• What you are asked to do:
How many lines in the data below include the word "snake"? Respond with the number, nothing more.

______

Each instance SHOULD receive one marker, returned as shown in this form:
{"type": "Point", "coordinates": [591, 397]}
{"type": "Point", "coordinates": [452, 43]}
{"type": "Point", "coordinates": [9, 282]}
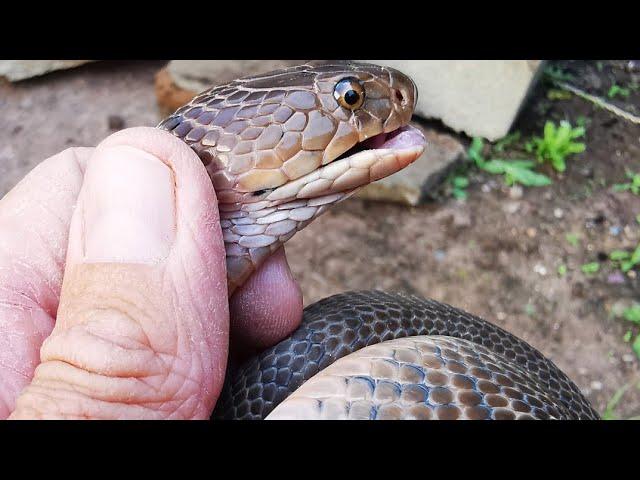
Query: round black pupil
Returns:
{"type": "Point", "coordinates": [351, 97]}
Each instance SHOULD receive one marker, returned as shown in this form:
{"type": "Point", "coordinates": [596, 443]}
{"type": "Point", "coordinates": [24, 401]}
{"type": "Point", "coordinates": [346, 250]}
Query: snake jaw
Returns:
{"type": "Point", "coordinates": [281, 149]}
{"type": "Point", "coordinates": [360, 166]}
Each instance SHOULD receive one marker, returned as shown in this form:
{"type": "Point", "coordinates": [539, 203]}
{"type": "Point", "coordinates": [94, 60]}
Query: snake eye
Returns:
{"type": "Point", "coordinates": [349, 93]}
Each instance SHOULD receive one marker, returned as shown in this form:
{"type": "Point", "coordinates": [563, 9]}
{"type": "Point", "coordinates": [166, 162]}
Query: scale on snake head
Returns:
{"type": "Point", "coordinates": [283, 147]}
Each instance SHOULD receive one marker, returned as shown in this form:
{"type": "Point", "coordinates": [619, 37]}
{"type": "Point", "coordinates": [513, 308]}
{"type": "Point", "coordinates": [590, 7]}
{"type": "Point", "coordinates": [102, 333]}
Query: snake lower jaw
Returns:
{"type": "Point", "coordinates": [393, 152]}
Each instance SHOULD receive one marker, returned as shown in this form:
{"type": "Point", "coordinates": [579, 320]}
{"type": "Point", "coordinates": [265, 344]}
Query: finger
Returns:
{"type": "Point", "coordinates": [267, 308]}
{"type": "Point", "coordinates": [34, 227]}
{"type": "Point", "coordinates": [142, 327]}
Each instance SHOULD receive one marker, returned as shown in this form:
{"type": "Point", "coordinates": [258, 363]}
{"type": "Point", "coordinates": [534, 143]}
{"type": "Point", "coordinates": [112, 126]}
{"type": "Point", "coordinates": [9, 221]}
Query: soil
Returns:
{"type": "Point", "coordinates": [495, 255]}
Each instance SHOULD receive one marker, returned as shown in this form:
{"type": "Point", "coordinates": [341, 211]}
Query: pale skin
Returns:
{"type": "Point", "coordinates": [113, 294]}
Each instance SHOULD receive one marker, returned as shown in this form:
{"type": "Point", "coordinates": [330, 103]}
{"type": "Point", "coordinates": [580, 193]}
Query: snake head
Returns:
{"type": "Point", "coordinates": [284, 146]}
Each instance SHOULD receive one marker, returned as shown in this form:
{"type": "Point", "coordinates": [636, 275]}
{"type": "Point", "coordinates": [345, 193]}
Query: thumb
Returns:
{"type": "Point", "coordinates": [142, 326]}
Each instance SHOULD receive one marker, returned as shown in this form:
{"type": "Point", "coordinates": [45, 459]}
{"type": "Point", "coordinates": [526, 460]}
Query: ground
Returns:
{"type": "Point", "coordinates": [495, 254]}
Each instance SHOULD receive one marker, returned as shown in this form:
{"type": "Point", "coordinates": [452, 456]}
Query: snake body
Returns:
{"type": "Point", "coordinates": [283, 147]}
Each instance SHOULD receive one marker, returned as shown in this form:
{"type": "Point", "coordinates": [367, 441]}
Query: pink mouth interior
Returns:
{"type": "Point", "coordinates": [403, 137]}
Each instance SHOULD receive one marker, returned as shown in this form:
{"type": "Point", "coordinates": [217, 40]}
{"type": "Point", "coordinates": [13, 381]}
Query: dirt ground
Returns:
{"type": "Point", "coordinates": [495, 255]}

______

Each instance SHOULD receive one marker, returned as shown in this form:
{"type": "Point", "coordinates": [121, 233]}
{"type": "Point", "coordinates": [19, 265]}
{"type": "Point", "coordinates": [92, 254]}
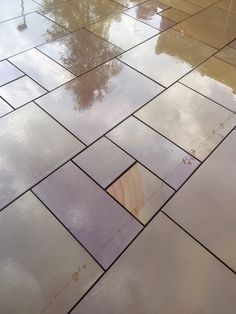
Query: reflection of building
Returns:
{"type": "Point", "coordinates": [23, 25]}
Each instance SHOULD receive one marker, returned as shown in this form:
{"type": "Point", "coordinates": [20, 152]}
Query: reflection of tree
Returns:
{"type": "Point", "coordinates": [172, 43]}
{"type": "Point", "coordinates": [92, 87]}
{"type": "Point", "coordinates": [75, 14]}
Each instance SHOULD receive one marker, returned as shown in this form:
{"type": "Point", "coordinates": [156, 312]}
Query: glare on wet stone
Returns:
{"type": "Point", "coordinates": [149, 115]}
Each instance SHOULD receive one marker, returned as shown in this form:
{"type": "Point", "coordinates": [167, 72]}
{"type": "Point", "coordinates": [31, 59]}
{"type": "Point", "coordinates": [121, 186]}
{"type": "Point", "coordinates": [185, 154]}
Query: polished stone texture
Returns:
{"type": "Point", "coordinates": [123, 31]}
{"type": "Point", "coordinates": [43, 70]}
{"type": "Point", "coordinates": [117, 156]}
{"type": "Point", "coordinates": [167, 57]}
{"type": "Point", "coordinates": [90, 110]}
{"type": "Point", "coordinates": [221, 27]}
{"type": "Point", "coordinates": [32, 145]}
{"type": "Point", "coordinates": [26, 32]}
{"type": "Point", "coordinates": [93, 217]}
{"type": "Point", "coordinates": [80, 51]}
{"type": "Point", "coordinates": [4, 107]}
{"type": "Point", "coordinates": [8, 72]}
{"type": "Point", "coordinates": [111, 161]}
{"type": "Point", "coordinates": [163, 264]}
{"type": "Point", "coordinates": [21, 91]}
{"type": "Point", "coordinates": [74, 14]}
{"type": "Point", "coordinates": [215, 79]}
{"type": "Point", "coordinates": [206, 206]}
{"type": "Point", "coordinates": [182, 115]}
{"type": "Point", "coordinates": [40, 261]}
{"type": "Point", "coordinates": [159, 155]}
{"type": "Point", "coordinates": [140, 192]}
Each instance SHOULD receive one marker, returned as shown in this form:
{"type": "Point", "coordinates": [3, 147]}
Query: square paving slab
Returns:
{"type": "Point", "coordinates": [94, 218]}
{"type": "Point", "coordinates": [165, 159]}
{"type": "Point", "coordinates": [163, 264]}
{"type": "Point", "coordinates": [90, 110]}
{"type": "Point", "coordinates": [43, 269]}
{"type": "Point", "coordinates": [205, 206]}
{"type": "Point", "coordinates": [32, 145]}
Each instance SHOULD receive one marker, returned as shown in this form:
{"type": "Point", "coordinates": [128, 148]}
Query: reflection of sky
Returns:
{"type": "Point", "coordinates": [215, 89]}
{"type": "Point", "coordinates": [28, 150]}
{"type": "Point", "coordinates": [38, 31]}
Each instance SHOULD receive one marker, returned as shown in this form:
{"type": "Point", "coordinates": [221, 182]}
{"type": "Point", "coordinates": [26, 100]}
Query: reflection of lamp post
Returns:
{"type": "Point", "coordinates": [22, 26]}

______

• Your solution:
6